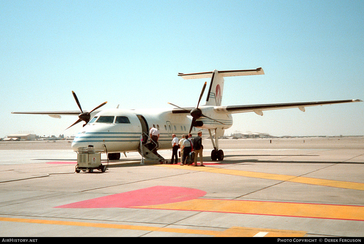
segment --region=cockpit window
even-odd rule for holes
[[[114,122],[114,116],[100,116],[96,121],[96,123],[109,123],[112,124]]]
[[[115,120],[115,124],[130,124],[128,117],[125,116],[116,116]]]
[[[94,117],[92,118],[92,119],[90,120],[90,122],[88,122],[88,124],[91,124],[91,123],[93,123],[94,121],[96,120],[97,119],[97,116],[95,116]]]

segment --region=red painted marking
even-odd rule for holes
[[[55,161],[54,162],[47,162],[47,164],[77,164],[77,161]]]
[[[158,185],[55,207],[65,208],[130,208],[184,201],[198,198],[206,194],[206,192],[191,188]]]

┄┄┄┄┄┄┄┄┄┄

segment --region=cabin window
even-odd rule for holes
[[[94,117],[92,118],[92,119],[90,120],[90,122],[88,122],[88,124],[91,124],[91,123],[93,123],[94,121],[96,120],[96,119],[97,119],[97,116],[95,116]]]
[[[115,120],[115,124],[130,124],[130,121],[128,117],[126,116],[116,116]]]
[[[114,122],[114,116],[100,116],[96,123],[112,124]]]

┄┄┄┄┄┄┄┄┄┄

▶ WHAT YOU WILL DO
Copy out, unchanged, the lines of the records above from the line with "segment --region=cockpit window" up to and including the line with "[[[115,120],[115,124],[130,124],[128,117],[125,116],[116,116]]]".

▶ TASK RESULT
segment --region=cockpit window
even-odd rule for holes
[[[114,122],[114,116],[100,116],[96,121],[96,123],[109,123],[112,124]]]
[[[115,120],[115,124],[130,124],[128,117],[125,116],[116,116]]]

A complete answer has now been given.